** TEXTO DE ORIGEM **
* * * * *

Conheci a Eunice em 1993 quando, depois de fazer um casting com o realizador brasileiro Walter Avancini, fui escolhido para interpretar o sobrinho de D. Branca em “A Banqueira do Povo”. Eu tinha 26 anos e estava prestes a contracenar com a maior atriz portuguesa de todos os tempos.

Foi com um misto de entusiasmo e pânico que percebi o que me estava a acontecer. A Eunice tinha 65 anos e estava em plena forma, no auge das suas capacidades, e sabia-o. Tinha um total domínio da sua arte e fazia tudo sem qualquer esforço aparente.

Emanava uma energia régia, de quem tem perfeita noção da sua responsabilidade, do seu poder e do poder que tem sobre os outros. Era suficientemente amável para não nos intimidar, mas nunca perdia de vista o objetivo, o foco, a cena.

Foi um enorme privilégio, dos maiores da minha vida, poder testemunhar o seu brutal talento em ação, a sua capacidade intuitiva e inigualável para fazer as escolhas certas ou para transformar as aparentemente erradas em certas. A relação próxima e cúmplice das nossas personagens acabou por transbordar para a vida real, nascendo, desde aí, uma amizade que dura até hoje.

* * * * *

** REGISTOS DE DADOS **
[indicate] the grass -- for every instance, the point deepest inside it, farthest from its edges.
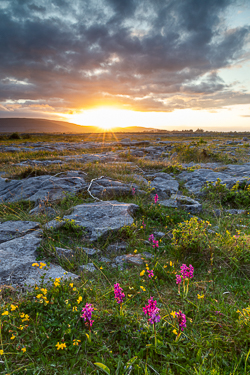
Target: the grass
(41, 329)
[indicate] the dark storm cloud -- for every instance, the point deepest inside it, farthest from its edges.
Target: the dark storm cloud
(146, 55)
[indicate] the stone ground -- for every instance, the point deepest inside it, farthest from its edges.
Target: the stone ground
(19, 240)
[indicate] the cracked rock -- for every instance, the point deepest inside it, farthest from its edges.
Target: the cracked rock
(100, 218)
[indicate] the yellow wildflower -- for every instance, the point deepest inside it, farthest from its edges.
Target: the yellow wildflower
(60, 346)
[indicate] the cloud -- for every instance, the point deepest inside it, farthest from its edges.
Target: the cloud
(150, 56)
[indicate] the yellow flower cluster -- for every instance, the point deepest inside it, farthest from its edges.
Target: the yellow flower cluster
(57, 281)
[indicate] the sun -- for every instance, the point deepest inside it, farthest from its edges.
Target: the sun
(106, 118)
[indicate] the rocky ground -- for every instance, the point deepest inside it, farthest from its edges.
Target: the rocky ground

* * * * *

** O QUE FAZER **
1. Segundo o texto sobre a Eunice, que idade tinha ela em 1993?
2. Extraia do texto sobre a Eunice o trecho que começa em "Emanava uma energia" e termina em "foco, a cena.", sem alterações.
3. Dê continuidade ao texto sobre a Eunice a partir da última frase apresentada.

** RESPOSTAS ESPERADAS **
1. 65 anos.

2.
Emanava uma energia régia, de quem tem perfeita noção da sua responsabilidade, do seu poder e do poder que tem sobre os outros. Era suficientemente amável para não nos intimidar, mas nunca perdia de vista o objetivo, o foco, a cena.

3.
Voltei a trabalhar com a Eunice em 2007, quando ambos integrámos, juntamente com a maravilhosa Isabel Abreu, o elenco de “Dúvida” de John Patrick Shanley, encenado por Ana Luísa Guimarães, no Teatro Maria Matos. Eunice interpretava a madre superior de uma escola católica, que suspeitava que um padre pudesse ter feito avanços impróprios a um miúdo negro.

Poucos anos mais tarde, surgiu a versão cinematográfica interpretada por Meryl Streep e, acreditem em mim, a Eunice fazia melhor, muito melhor! Voltei a trabalhar com ela em “O Ano do Pensamento Mágico” de Joan Didion, quando, já Diretor do Teatro Nacional D. Maria II, fiz questão de a trazer de volta àquela que, durante tantos anos, tinha sido a sua casa. Entregou-se nas minhas mãos com uma generosidade e confiança que nunca esquecerei.

Voltámos a trabalhar juntos quando aceitou ser a minha musa, a minha diva, na Curta-metragem “Olga Drummond”, um texto escrito e realizado a pensar nos atores seniores e em tudo aquilo que lhes devemos.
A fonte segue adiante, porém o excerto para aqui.